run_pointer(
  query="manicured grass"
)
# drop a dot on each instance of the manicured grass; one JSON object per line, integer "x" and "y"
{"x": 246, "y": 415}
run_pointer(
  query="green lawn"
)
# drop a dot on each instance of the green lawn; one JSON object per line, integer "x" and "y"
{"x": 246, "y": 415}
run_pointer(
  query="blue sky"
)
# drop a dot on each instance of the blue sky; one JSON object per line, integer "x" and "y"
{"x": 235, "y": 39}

--- --- ---

• [Problem requirements]: All entries shown above should be printed again exactly.

• [Written solution]:
run_pointer(
  query="manicured grass"
)
# drop a dot on each instance of the manicured grass; one JSON object per line, integer "x" and "y"
{"x": 246, "y": 415}
run_pointer(
  query="green lawn"
)
# drop a dot on each instance of the green lawn; one JSON object per line, integer "x" and "y"
{"x": 246, "y": 415}
run_pointer(
  query="blue sky"
)
# drop a dot on each instance of the blue sky; one JSON object per line, integer "x" and "y"
{"x": 235, "y": 39}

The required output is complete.